Point annotations for photos:
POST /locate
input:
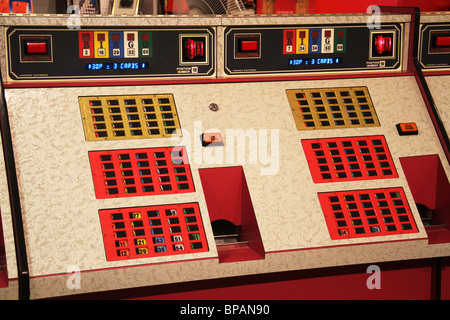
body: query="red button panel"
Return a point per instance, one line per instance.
(140, 172)
(152, 231)
(367, 213)
(348, 159)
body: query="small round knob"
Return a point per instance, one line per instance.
(214, 107)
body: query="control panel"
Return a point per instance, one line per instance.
(52, 53)
(163, 52)
(256, 50)
(434, 47)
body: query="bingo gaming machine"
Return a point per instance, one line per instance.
(224, 156)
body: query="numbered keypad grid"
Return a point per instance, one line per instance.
(152, 231)
(351, 158)
(140, 172)
(129, 117)
(332, 108)
(367, 213)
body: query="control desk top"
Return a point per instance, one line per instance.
(136, 139)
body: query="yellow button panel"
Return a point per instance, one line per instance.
(332, 108)
(129, 117)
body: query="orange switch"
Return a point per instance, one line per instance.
(405, 129)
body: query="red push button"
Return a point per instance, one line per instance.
(442, 41)
(36, 47)
(249, 45)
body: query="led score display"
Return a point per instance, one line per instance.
(117, 66)
(314, 61)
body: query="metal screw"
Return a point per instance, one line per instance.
(214, 107)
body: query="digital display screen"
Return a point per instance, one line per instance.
(117, 66)
(314, 61)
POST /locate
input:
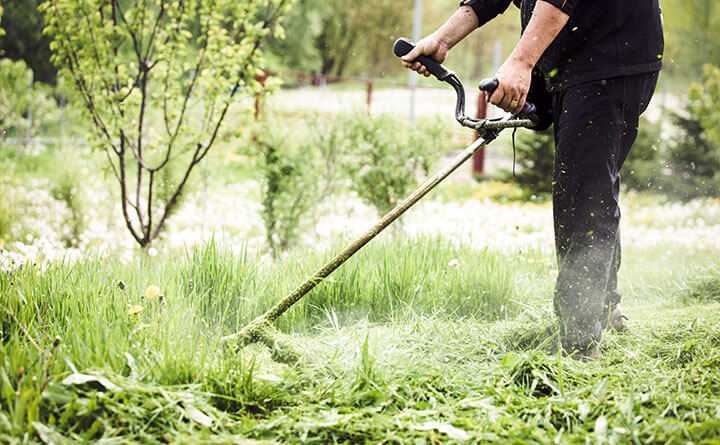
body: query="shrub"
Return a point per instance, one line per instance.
(289, 178)
(25, 106)
(694, 152)
(385, 160)
(157, 80)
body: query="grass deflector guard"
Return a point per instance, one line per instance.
(261, 329)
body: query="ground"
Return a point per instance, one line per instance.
(437, 332)
(406, 344)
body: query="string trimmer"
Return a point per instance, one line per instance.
(261, 329)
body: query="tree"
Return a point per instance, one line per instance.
(24, 40)
(157, 79)
(695, 149)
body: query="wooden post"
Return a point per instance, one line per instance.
(368, 99)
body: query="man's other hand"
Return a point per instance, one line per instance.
(515, 77)
(429, 46)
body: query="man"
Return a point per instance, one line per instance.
(591, 68)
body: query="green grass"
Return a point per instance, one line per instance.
(412, 342)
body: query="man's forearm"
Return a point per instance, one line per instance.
(457, 27)
(546, 23)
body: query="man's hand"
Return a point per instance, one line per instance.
(436, 45)
(516, 74)
(514, 77)
(429, 46)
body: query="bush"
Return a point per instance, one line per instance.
(25, 107)
(535, 162)
(694, 152)
(289, 177)
(385, 159)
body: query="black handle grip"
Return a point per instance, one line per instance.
(490, 85)
(403, 46)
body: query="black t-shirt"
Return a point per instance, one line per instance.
(602, 39)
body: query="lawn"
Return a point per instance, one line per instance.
(418, 340)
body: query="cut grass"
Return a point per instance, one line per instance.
(398, 354)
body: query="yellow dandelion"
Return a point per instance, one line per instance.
(153, 292)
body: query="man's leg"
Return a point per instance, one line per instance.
(590, 127)
(642, 87)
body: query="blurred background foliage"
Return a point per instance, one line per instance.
(342, 37)
(677, 155)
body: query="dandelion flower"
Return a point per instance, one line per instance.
(153, 292)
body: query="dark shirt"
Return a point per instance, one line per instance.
(602, 39)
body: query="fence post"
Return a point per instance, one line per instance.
(261, 78)
(479, 156)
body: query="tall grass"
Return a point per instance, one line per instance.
(437, 374)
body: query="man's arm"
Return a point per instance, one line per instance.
(516, 73)
(436, 45)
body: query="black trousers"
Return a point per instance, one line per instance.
(596, 124)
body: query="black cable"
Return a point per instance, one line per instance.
(514, 152)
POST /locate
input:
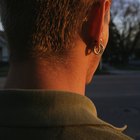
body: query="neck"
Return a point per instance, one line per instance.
(41, 75)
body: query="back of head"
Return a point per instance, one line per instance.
(41, 28)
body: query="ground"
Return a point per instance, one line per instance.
(117, 98)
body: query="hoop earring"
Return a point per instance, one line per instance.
(98, 50)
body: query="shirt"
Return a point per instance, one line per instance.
(52, 115)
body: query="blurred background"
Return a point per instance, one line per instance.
(115, 88)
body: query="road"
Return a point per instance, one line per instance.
(117, 98)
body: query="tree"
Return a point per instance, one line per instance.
(124, 30)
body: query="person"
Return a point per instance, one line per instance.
(55, 47)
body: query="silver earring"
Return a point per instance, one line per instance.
(99, 49)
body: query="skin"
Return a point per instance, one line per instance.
(76, 70)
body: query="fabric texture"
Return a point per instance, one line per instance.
(52, 115)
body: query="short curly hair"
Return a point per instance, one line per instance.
(42, 27)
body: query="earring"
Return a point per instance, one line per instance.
(99, 49)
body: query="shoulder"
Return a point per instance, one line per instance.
(93, 133)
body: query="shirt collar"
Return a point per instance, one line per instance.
(35, 108)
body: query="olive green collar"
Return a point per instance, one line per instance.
(38, 108)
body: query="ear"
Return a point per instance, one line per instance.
(97, 22)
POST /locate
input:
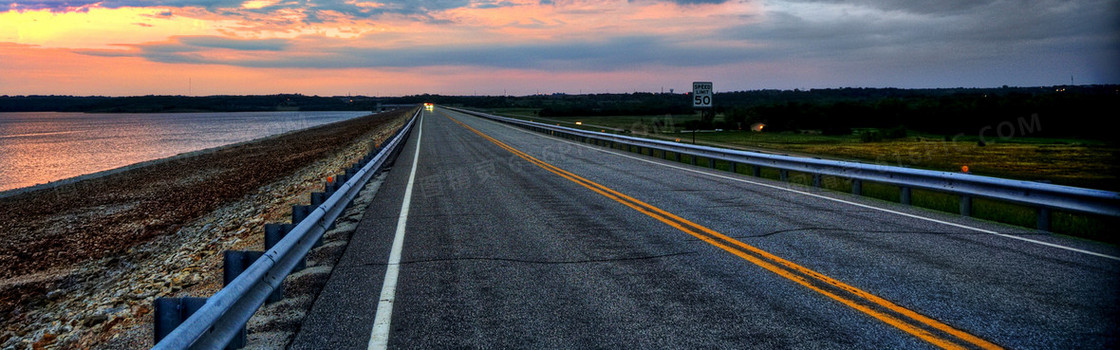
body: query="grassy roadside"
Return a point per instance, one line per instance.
(1066, 162)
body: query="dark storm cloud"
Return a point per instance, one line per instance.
(1018, 39)
(614, 54)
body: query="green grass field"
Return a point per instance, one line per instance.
(1066, 162)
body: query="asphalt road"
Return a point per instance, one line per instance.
(515, 239)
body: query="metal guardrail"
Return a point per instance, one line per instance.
(1041, 195)
(223, 315)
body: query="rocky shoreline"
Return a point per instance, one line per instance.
(101, 296)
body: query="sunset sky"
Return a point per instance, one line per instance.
(388, 47)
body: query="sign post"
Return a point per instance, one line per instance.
(701, 100)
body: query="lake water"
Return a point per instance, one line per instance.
(40, 147)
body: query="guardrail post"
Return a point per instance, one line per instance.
(235, 261)
(273, 232)
(170, 312)
(1044, 215)
(967, 205)
(318, 197)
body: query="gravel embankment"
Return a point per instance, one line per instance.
(81, 264)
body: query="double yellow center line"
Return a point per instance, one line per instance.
(930, 330)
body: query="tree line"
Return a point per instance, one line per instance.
(1048, 111)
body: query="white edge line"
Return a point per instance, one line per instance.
(379, 337)
(823, 196)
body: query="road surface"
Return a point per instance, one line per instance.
(510, 239)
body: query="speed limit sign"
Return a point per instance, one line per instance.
(701, 94)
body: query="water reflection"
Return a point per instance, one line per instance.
(40, 147)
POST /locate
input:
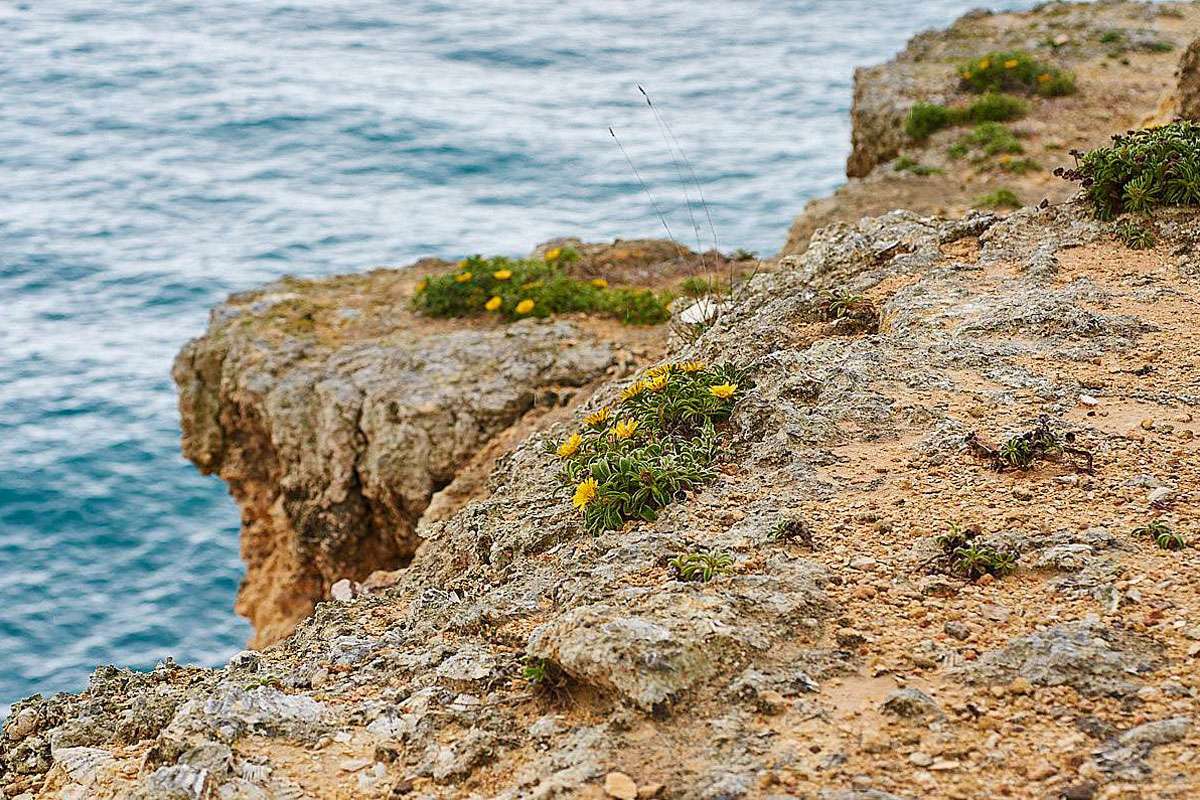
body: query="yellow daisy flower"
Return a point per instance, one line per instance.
(595, 419)
(568, 447)
(586, 493)
(625, 428)
(633, 390)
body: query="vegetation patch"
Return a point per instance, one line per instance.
(658, 441)
(906, 164)
(1162, 534)
(961, 554)
(1026, 449)
(1002, 198)
(1140, 170)
(520, 288)
(925, 119)
(1134, 234)
(985, 140)
(701, 566)
(1015, 71)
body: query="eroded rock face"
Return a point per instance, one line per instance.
(837, 663)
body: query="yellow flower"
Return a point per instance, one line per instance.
(633, 390)
(568, 447)
(586, 493)
(625, 428)
(724, 390)
(595, 419)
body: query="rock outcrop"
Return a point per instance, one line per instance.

Exercise directions: Every entry must be written out exactly, with all pictures left out.

Response:
POST /locate
input:
body: query="red button panel"
Return a point per instance, one line per instance.
(140, 172)
(152, 231)
(367, 213)
(348, 159)
body: query="small round knob"
Return a point per instance, one line per instance.
(214, 107)
body: query="control panel"
Return a point per instance, one line per instance.
(52, 53)
(163, 52)
(256, 50)
(434, 47)
body: query="bingo gaming machine"
Return a point per instance, one line per instance.
(224, 156)
body: query="numbered keypad grid"
Return a point per instance, one line per instance.
(152, 231)
(351, 158)
(140, 172)
(129, 117)
(332, 108)
(367, 213)
body: query="control desk top"
Return a point per instance, one line per instance.
(136, 139)
body: query="yellow button panel"
Return a point per instance, one line per instance.
(332, 108)
(129, 117)
body: query="orange switch"
Return a point per instance, one line per instance.
(405, 129)
body: query="red push button"
Return a point per instance, one line per instance.
(442, 41)
(36, 47)
(249, 45)
body: query="led score display"
Return a point per instance, one line per instance.
(117, 66)
(314, 61)
body: query="metal screw"
Return a point per instance, one line per instance.
(214, 107)
body: query="digital display screen"
Return a point per instance, one line per instance.
(117, 66)
(314, 61)
POST /locate
input:
body: query="shrub"
Return a point per instance, one line per instance.
(289, 178)
(25, 106)
(694, 152)
(385, 160)
(157, 80)
body: query="grass deflector guard"
Return a point per instance, one line per instance.
(261, 329)
body: query="ground"
Return a point per instance, one line per instance.
(437, 332)
(406, 344)
body: query="string trimmer"
Return a point per instance, one line per instance.
(261, 329)
body: query="tree"
Return a point per instance, one line per instance.
(24, 40)
(157, 79)
(695, 149)
body: query="wooden post"
Return a point per instance, one line per instance.
(368, 99)
body: query="man's other hand"
Return a point per instance, one line per instance.
(515, 77)
(429, 46)
body: query="man"
Return a point per instance, one line per instance.
(591, 68)
body: query="green grass"
Return a point per instance, one line per instance.
(412, 342)
body: query="man's forearm"
Return a point per instance, one line per instance.
(457, 27)
(546, 23)
body: query="man's hand"
Return a point per instance, one line per instance.
(436, 45)
(516, 74)
(514, 77)
(429, 46)
body: query="bush"
Return a point per instance, one line per instance.
(25, 107)
(535, 162)
(694, 152)
(289, 177)
(385, 159)
body: query="black handle grip"
Return a point per instance, one line per instance.
(490, 85)
(403, 46)
body: query="black t-shirt"
Return a point per instance, one line per instance.
(602, 39)
body: query="lawn"
Return a point per instance, one line per instance.
(418, 340)
body: query="cut grass"
Return a point per instance, one line per instance.
(398, 354)
body: query="yellow dandelion"
Return a point per instance, one line per instance.
(153, 292)
body: query="man's leg"
Return a point per instance, one line per instance.
(590, 127)
(642, 87)
body: query="blurred background foliage"
Return a point per instance, one line per instance.
(342, 37)
(677, 155)
body: query="dandelion flower"
Return a point per instance, one line per instance.
(153, 292)
body: query="dark shirt"
Return a point per instance, one line per instance.
(602, 39)
body: query="fence post"
Return a point per instance, one line per instance.
(261, 78)
(479, 156)
body: query="tall grass"
Return a point per instance, one line per instance.
(437, 374)
body: query="man's arm"
Return a point per instance, one line per instance.
(516, 73)
(436, 45)
body: query="black trousers"
Return a point per instance, one line per instance.
(596, 124)
body: query="black cable"
Return a point per instance, one line per instance.
(514, 152)
POST /locate
input:
body: query="neck"
Return a point per instance, one line per instance.
(41, 75)
body: query="back of head"
Return a point per instance, one line per instance.
(41, 28)
body: query="ground"
Return a point per instance, one line per instance.
(117, 98)
body: query="hoop earring"
Return a point per instance, one line per instance.
(98, 50)
body: query="shirt"
Return a point per instance, one line per instance.
(52, 115)
body: query="blurred background"
Return a point per instance, one line per instance.
(115, 88)
body: query="road"
Return a point per instance, one line per instance.
(117, 98)
body: query="tree"
Return a point per instance, one line per instance.
(124, 30)
body: query="person"
Return a point per instance, one line per instance.
(55, 47)
body: query="silver earring"
Return a point per instance, one line per instance.
(99, 49)
body: query="skin"
Return a point per instance, one line per instance.
(76, 70)
body: query="fabric texture"
Return a point per instance, one line per instance.
(52, 115)
body: query="short curly hair"
Return a point per instance, one line per instance.
(42, 27)
body: query="earring"
Return a point per instance, one line per instance.
(99, 49)
body: query="shoulder"
Return a point per instance, one line per instance.
(93, 133)
body: query="shirt collar"
Return a point per instance, one line per instance.
(35, 108)
body: query="olive green collar"
Return a point per instance, one line per instance.
(38, 108)
body: query="ear"
Return a point per instance, one line per instance.
(97, 22)
POST /locate
input:
body: query="grassy roadside"
Return a point per instance, one line per instance.
(1066, 162)
body: query="dark storm cloud"
Return a point per instance, one line per instance.
(1018, 39)
(614, 54)
body: query="green grass field"
Return a point per instance, one line per instance.
(1066, 162)
body: query="asphalt road"
Return a point per instance, one line per instance.
(515, 239)
body: query="metal guardrail"
Return a point per instance, one line per instance.
(1041, 195)
(223, 315)
body: query="rocky shoreline"
Return a point per instance, one line per instance.
(101, 296)
body: query="sunset sky"
Return a point per instance, one line per instance.
(388, 47)
body: query="sign post"
Return a point per instance, one line per instance.
(701, 100)
body: query="lake water"
Return a point per instance, one line per instance.
(40, 147)
body: query="guardrail post"
Return a point per instance, one line per instance.
(235, 261)
(273, 232)
(170, 312)
(1044, 215)
(967, 205)
(318, 197)
body: query="gravel embankment"
Return a point per instance, one line per instance.
(81, 264)
body: query="double yellow center line"
Return a point per instance, one line per instance.
(930, 330)
body: query="tree line"
Return a point per instance, one line per instance.
(1048, 111)
body: query="white edge line"
Return a point per instance, one line per instance.
(379, 337)
(823, 196)
body: query="road surface"
Return a point per instance, one line per instance.
(510, 239)
body: query="speed limit sign"
Return a point per instance, one line per instance.
(701, 94)
body: query="water reflection"
Return a point per instance, one line per instance.
(40, 147)
POST /locate
input:
body: query="yellow daisy flower"
Return a point per instance, one line per instance.
(595, 419)
(568, 447)
(586, 493)
(625, 428)
(633, 390)
body: query="vegetation patch"
Return a point per instance, one line per instance.
(658, 441)
(906, 164)
(1162, 534)
(961, 554)
(1026, 449)
(1002, 198)
(1140, 170)
(520, 288)
(925, 119)
(1134, 234)
(985, 140)
(701, 566)
(1015, 71)
body: query="eroded rock face"
Return a point per instance, one line per instance.
(837, 663)
body: query="yellow flower"
Return a point per instance, one line per instance.
(633, 390)
(568, 447)
(586, 493)
(625, 428)
(724, 390)
(595, 419)
body: query="rock outcrop"
Return a point per instance, one line per instance.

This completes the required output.